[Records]
** start **

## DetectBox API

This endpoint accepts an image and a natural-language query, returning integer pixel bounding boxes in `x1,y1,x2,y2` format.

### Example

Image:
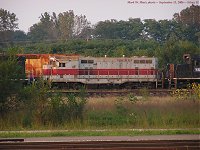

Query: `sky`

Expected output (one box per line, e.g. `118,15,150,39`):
0,0,199,32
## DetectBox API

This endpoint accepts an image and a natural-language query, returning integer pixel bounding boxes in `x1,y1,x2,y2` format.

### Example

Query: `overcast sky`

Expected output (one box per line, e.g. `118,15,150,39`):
0,0,199,32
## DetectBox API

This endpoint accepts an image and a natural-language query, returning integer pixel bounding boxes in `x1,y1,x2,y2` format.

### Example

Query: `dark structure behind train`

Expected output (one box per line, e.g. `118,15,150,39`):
167,54,200,88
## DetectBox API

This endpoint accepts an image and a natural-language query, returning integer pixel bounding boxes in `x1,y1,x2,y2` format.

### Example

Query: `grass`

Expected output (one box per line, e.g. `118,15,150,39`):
0,129,200,138
0,95,200,131
85,97,200,128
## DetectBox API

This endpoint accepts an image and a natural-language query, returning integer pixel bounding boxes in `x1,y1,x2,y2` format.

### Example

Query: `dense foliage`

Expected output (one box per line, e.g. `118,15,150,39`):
0,5,200,66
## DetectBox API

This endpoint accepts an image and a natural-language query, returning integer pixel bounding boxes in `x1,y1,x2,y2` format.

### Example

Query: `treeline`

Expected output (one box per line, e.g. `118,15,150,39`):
0,54,87,127
0,5,200,66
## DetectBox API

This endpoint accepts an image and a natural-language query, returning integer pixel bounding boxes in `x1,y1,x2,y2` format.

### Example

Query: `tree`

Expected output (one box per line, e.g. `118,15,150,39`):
173,5,200,43
0,8,18,43
28,10,90,41
0,55,24,116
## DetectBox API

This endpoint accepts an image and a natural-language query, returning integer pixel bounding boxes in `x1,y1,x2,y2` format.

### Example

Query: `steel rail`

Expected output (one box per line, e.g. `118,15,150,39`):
0,140,200,150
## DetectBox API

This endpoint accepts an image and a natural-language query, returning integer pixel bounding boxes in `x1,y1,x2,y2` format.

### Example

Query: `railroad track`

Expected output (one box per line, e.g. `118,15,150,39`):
49,89,172,96
0,140,200,150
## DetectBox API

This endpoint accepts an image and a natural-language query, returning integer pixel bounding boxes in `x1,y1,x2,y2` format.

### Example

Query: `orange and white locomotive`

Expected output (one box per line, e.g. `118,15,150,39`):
42,55,158,88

** end **

Reproduce every item above word for word, leaving out the pictures.

FULL RESPONSE:
## DetectBox API

This endpoint accepts an image and a natural-language query, returning integer pixel bounding boxes in `x1,y1,x2,y2` format.

### Example

Image:

Query: `sky`

Expected output (one box per line, e.g. `118,15,150,39`):
0,0,199,32
## DetectBox API

This endpoint accepts an image and a natural-language query, returning integer pixel bounding boxes in `x1,y1,x2,y2` format.

### Example

Query: `overcast sky`

Expected output (one box per line, e.g. `118,15,150,39`):
0,0,199,32
## DetectBox API

This endpoint accepts an image and a natural-language query, returning integer pixel bounding boxes in `x1,y1,x2,y2` format.

### Example

Query: `dark structure behind train`

Expected output (one box per line, e.g. `118,15,150,39`):
167,54,200,88
## DetectBox API

This endpoint accepts an image and a natural-language query, returning integer pixel bounding boxes in `x1,y1,x2,y2` format.

### Example

Query: `grass`

Expected output (one box per line, e.g. `118,15,150,39`):
0,129,200,138
0,95,200,131
85,97,200,128
## DetectBox API

This endpoint accepts an image and a natural-language query, returning integer pixel bounding boxes in `x1,y1,x2,y2` format.

### Example

Query: `dense foliage`

Expected output (one box per line, e.g. `118,15,150,39`):
0,5,200,66
## DetectBox API

This endpoint accepts an image and a natural-language query, returning integer pixel bounding boxes in `x1,y1,x2,y2` format.

### Example

Query: `treeline`

Expected output (one box per line, e.g. `118,15,150,39`):
0,54,87,127
0,5,200,66
## DetectBox API

This endpoint accepts an image and a natural-language query, returning integer pixel bounding boxes in `x1,y1,x2,y2` format.

### Example

Query: `tree`

Expected output (one box per line, e.g. `118,15,150,39`):
173,5,200,43
0,8,18,43
28,10,90,41
0,55,24,116
## DetectBox API

This endpoint accepts an image and a natural-language query, returning integer pixel bounding boxes in `x1,y1,x2,y2` format.

### Example

Query: `steel rail`

Expected output (one box per line, e.g. `118,15,150,39`):
0,140,200,150
## DetectBox API

This endpoint accepts an image and a natural-language query, returning integer pixel bounding boxes in `x1,y1,x2,y2` format.

### Example

Query: `railroad track`

Expected output (one box per line, e.g. `118,15,150,39`):
49,89,172,96
0,140,200,150
## DetectBox API

This endpoint accepts an image and a natural-language query, returning integer pixel bounding boxes in `x1,y1,x2,y2` format.

### Example

Query: `orange and white locomotive`

Expected output (one box per line, e.g. `118,15,150,39`):
42,55,158,88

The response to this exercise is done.